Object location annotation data

---

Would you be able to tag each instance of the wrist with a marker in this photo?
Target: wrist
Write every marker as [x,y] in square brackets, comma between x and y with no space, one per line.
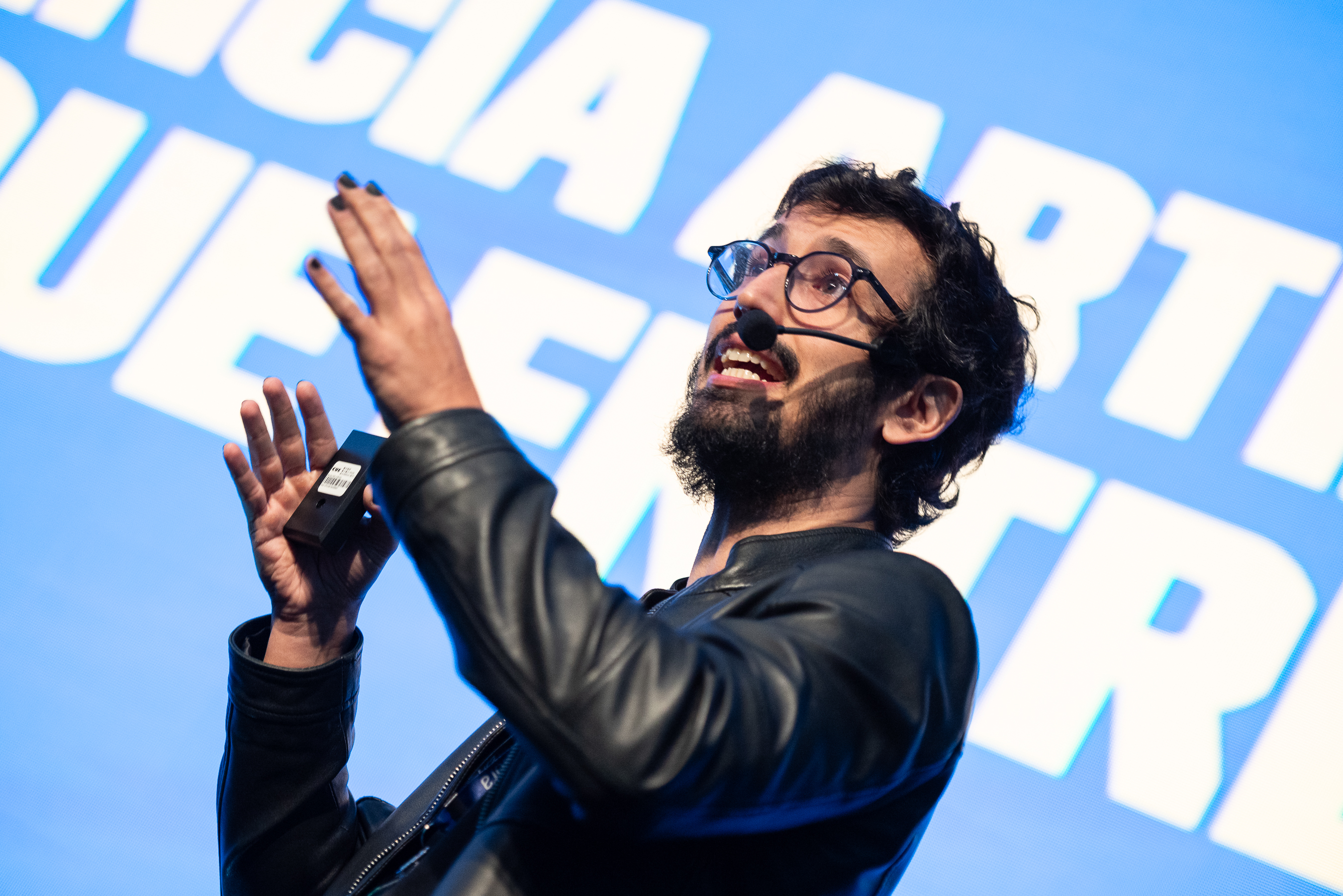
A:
[305,642]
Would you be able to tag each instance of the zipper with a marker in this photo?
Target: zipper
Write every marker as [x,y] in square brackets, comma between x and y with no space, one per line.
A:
[499,784]
[429,813]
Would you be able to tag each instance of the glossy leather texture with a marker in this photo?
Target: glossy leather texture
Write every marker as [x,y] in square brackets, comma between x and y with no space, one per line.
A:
[782,727]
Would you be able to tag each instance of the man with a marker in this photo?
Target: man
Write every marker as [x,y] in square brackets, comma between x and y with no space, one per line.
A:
[781,722]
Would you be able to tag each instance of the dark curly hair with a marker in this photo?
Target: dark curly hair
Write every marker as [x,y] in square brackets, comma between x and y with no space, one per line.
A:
[963,326]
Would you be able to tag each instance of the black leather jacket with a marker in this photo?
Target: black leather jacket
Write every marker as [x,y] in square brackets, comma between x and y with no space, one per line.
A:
[782,727]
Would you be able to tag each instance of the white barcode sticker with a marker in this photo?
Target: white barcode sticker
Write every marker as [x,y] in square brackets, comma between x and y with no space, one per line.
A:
[342,475]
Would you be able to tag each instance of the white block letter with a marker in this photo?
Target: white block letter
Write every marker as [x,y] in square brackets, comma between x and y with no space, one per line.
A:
[181,35]
[1300,434]
[269,61]
[843,116]
[617,469]
[1014,483]
[507,308]
[245,282]
[1287,805]
[131,260]
[454,76]
[638,65]
[1235,263]
[18,110]
[85,19]
[1090,634]
[1106,218]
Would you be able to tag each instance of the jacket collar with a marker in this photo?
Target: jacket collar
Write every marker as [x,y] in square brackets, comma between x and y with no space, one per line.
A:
[759,556]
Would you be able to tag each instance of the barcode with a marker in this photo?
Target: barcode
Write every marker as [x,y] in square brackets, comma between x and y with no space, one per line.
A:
[339,479]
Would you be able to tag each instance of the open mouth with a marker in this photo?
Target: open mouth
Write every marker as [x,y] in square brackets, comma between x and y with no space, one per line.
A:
[747,366]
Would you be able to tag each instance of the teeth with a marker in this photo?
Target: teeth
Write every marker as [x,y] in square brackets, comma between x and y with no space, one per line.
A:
[741,372]
[742,355]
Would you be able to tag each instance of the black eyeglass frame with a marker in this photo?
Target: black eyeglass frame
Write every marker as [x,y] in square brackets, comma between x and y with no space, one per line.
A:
[793,261]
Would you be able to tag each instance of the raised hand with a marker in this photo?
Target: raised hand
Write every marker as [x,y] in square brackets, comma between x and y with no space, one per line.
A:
[407,349]
[315,596]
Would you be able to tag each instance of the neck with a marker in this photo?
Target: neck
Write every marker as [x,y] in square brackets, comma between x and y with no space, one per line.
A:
[848,503]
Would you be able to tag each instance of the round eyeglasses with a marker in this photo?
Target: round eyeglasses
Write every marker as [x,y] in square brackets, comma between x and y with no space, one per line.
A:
[816,281]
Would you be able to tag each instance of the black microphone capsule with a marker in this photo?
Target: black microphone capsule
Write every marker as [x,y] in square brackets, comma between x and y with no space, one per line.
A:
[758,330]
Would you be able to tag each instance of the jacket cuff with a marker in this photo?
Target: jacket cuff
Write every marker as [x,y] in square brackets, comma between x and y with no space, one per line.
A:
[429,444]
[277,694]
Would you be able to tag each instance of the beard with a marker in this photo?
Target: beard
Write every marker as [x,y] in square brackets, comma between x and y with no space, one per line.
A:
[734,447]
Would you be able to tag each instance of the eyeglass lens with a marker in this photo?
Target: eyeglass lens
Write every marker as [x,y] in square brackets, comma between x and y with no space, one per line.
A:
[816,282]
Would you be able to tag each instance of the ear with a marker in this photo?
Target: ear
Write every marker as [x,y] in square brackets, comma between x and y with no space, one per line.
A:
[923,413]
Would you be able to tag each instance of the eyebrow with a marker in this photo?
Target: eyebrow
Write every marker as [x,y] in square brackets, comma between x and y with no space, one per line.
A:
[845,248]
[829,244]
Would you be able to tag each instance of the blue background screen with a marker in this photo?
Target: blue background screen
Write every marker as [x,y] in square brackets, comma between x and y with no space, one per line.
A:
[1152,562]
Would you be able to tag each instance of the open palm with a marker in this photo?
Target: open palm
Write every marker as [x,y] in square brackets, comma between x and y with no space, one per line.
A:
[315,594]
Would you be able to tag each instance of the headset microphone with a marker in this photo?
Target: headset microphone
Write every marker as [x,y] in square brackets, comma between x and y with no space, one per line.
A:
[759,332]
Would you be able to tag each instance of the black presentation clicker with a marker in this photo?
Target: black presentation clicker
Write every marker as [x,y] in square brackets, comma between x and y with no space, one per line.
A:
[335,506]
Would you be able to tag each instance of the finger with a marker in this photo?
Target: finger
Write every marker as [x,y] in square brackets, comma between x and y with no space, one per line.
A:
[321,440]
[249,489]
[346,309]
[289,440]
[374,510]
[375,278]
[265,460]
[388,234]
[378,538]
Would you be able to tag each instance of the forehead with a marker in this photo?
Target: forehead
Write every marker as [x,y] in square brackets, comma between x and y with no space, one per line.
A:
[883,245]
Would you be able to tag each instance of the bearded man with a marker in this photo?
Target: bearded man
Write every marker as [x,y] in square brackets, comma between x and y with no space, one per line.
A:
[782,720]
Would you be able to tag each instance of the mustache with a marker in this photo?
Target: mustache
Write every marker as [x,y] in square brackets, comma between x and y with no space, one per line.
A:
[786,357]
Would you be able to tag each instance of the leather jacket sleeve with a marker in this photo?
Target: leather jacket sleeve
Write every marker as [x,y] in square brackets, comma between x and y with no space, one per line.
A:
[287,818]
[848,687]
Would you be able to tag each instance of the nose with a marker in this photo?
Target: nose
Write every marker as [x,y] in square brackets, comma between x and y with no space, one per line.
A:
[766,293]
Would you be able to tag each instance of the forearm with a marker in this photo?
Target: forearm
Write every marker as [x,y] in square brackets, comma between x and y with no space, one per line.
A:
[287,818]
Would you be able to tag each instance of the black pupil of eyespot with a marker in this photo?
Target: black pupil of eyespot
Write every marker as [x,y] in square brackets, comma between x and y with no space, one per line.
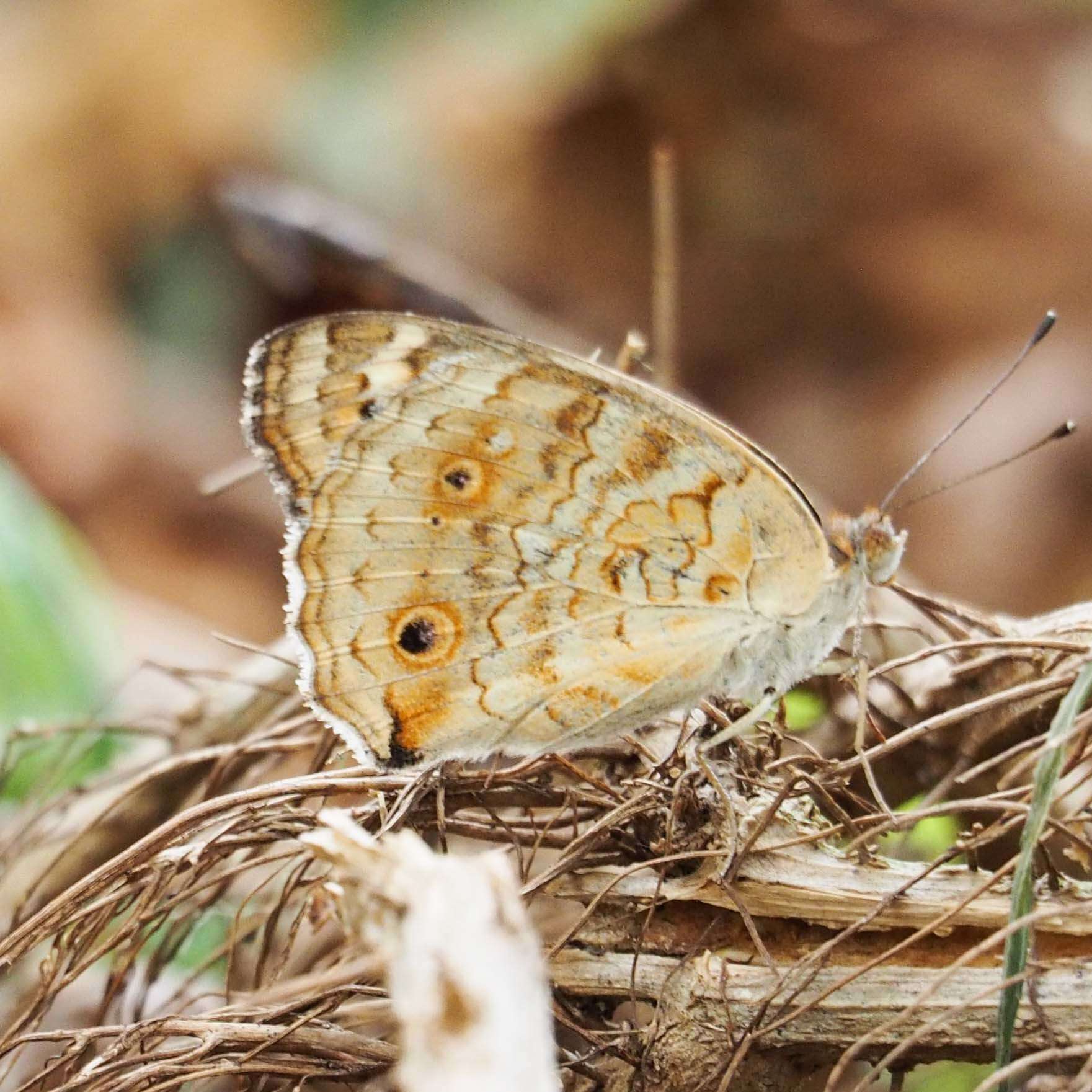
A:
[417,636]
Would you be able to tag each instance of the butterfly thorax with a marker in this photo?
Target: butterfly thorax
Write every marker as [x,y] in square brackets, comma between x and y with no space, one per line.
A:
[865,551]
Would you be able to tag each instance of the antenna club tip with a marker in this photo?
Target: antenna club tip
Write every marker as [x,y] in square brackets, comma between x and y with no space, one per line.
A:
[1045,327]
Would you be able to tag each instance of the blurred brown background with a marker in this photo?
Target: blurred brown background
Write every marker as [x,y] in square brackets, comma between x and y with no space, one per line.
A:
[878,200]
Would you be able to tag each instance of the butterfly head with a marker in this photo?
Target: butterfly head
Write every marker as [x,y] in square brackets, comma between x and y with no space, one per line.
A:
[871,543]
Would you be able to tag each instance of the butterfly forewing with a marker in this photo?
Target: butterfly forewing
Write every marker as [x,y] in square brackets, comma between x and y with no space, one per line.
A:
[496,546]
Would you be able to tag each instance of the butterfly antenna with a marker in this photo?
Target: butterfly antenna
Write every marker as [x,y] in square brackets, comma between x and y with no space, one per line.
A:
[1041,331]
[1066,428]
[665,265]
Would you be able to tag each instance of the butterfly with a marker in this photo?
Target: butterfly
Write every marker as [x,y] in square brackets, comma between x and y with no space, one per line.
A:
[496,548]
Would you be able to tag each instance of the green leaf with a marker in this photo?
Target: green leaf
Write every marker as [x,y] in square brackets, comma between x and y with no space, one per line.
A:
[57,637]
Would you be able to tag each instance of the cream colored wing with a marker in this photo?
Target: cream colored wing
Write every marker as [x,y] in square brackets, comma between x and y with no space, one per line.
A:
[496,546]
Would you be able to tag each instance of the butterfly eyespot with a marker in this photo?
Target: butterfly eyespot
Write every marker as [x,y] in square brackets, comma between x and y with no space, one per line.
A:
[417,637]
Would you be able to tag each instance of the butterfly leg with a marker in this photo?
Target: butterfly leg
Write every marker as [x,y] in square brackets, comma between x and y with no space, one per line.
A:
[756,713]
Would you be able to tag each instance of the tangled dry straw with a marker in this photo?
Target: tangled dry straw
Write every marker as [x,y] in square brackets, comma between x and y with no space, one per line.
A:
[737,922]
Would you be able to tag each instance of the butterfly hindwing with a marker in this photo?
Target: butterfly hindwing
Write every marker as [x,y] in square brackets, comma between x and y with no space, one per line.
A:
[496,546]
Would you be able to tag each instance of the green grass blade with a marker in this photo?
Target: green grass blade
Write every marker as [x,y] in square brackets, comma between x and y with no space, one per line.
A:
[1023,895]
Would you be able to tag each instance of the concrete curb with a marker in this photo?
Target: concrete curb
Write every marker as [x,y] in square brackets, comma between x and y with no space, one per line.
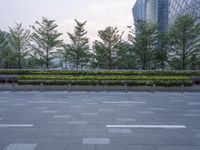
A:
[97,88]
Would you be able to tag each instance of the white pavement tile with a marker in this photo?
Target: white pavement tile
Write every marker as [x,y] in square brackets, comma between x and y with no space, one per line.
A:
[21,147]
[96,141]
[50,111]
[62,116]
[16,125]
[123,102]
[122,131]
[125,119]
[148,126]
[77,122]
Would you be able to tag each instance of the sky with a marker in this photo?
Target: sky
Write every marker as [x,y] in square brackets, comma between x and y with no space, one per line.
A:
[98,13]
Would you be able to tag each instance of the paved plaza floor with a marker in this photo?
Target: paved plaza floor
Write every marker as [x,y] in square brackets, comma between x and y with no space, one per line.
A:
[99,121]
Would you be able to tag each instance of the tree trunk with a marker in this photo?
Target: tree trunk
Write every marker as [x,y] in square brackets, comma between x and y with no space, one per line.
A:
[47,59]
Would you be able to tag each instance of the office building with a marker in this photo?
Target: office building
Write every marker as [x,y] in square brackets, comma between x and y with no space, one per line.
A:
[156,11]
[183,7]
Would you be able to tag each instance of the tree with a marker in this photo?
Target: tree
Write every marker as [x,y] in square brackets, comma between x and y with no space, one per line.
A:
[145,43]
[19,41]
[78,52]
[184,44]
[125,56]
[105,51]
[7,57]
[46,40]
[161,52]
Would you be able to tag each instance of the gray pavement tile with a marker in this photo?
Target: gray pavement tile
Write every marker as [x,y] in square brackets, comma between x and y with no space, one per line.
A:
[141,147]
[79,147]
[50,111]
[89,114]
[106,110]
[21,147]
[125,119]
[51,146]
[110,147]
[96,141]
[77,122]
[122,131]
[62,116]
[177,147]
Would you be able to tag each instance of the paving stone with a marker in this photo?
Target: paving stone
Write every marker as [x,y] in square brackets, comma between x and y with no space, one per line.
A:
[89,114]
[77,122]
[61,116]
[50,111]
[21,147]
[96,141]
[124,131]
[125,119]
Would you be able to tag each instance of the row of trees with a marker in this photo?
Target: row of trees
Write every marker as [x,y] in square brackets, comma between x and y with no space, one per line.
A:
[146,48]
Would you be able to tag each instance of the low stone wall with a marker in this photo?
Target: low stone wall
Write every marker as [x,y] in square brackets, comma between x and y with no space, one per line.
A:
[15,87]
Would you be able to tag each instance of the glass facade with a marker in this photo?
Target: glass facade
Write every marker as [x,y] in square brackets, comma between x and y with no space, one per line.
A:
[182,7]
[156,11]
[139,11]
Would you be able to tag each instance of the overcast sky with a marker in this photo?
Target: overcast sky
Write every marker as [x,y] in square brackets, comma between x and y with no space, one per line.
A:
[98,13]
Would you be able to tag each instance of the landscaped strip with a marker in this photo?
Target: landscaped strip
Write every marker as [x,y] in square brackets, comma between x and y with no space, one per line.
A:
[96,72]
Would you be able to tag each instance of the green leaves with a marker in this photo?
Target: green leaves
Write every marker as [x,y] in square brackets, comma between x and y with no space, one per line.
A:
[184,41]
[105,51]
[45,40]
[77,54]
[19,41]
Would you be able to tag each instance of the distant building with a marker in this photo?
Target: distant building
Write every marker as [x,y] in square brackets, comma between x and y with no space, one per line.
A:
[183,7]
[156,11]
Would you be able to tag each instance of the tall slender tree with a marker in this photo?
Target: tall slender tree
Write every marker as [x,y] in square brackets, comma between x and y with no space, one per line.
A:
[184,41]
[105,51]
[46,40]
[19,41]
[145,44]
[7,57]
[78,52]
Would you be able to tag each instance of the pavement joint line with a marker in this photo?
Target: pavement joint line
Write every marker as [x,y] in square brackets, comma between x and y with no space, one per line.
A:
[123,102]
[148,126]
[15,125]
[194,103]
[47,102]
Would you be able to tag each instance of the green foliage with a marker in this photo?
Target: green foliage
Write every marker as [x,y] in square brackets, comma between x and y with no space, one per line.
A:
[46,41]
[100,73]
[105,51]
[184,41]
[7,57]
[19,42]
[99,78]
[78,52]
[145,44]
[107,83]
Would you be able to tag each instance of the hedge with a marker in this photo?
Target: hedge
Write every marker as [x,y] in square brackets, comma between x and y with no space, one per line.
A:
[96,72]
[165,83]
[100,78]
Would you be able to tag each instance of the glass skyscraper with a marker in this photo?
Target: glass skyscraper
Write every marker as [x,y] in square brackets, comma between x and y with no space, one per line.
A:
[183,7]
[156,11]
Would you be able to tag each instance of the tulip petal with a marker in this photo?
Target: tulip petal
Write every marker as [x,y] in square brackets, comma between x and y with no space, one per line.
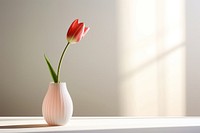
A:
[85,31]
[72,27]
[77,34]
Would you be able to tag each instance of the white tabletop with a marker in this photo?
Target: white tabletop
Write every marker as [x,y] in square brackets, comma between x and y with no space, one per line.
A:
[103,125]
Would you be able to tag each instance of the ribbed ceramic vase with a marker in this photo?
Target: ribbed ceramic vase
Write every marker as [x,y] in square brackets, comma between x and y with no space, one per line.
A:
[57,107]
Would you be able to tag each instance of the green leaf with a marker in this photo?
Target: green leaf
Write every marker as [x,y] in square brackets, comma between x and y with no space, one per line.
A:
[53,74]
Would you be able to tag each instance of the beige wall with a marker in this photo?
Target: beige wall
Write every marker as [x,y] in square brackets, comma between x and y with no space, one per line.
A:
[28,29]
[193,61]
[131,62]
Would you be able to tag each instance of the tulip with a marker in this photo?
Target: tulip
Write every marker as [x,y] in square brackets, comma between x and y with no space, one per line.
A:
[76,32]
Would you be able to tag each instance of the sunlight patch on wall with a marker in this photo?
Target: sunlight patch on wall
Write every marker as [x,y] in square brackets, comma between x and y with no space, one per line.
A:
[152,57]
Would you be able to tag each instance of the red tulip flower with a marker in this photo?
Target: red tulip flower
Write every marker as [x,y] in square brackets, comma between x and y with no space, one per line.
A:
[75,33]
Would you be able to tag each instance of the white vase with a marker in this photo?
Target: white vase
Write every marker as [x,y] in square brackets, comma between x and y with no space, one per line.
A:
[57,107]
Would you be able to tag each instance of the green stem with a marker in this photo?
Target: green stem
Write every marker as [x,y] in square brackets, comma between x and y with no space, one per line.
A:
[60,62]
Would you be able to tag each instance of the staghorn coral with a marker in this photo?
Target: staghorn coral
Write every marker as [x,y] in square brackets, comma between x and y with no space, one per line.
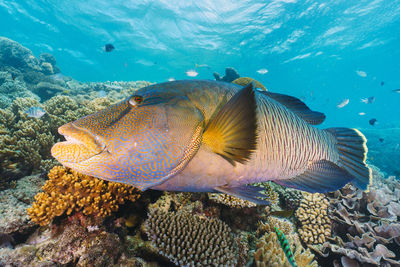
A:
[246,80]
[68,191]
[270,254]
[315,224]
[191,240]
[235,202]
[364,224]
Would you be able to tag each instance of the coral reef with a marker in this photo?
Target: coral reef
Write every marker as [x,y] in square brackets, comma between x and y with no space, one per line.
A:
[15,201]
[231,201]
[70,244]
[365,225]
[315,224]
[246,80]
[191,240]
[289,198]
[269,252]
[230,75]
[68,191]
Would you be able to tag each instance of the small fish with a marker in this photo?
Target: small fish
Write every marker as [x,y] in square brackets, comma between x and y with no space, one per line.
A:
[343,103]
[207,136]
[192,73]
[102,93]
[35,112]
[109,47]
[285,246]
[262,71]
[368,100]
[373,121]
[361,73]
[202,66]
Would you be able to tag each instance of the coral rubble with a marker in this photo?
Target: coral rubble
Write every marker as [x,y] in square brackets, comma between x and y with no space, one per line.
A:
[189,240]
[68,191]
[315,224]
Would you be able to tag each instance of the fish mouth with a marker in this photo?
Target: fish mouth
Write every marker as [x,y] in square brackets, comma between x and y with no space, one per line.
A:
[80,145]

---

Problem:
Render the records from the line with "stem with a marker in this photo?" through the end of the records as a two-column CSV with the headers input and output. Each row should hold one record's text and its answer, each in a single quoted field with line breaks turned into spaces. Leave the pictures out.

Completed exercise:
input,output
"Would you be able to tag each instance of the green stem with a marker in this photo? Target: green stem Write every marker as [x,y] in square brackets, comma between x and y with no space, one per line. A:","[60,62]"
"Would you be able to tag each instance of the staghorn coral with a marker in this photo? Target: staghorn coral Write every marker as [x,y] in square brackets, comma between x and y with no space, one per line. A:","[246,80] [68,191] [270,254] [315,224] [191,240] [235,202] [364,224]"
"Would you be able to tag each instance of the coral reef with a marker in this photo? Target: coral reef Write every marker as [x,y] in square brackets, comma between x and y with no space, one per line. A:","[15,201] [231,201] [70,244] [365,225] [315,224] [246,80] [191,240] [289,198] [269,252] [230,75] [68,191]"
"Would you be able to tag each instance of the small fish with a marker in this photo? Target: small fish Write every marker as [x,y] in square brackets, comma between x and y with no space, one per line. A:","[343,103] [207,136] [192,73] [102,93] [35,112] [109,47] [285,246] [262,71] [368,100] [373,121] [361,73] [202,66]"
"Would you be able to tag each instance of the coral rubble with a marker in this photo? Target: coral rubble Write every marker as [x,y] in square brackets, comma between x and y with no space, one per line. A:","[189,240] [68,191] [315,224]"
"Would you be able to tag each instance of the fish mouth with a marker in this photo? Target: fish mouth Write every marker as [x,y] in square brackets, comma between x and y with no space, one per line. A:","[80,145]"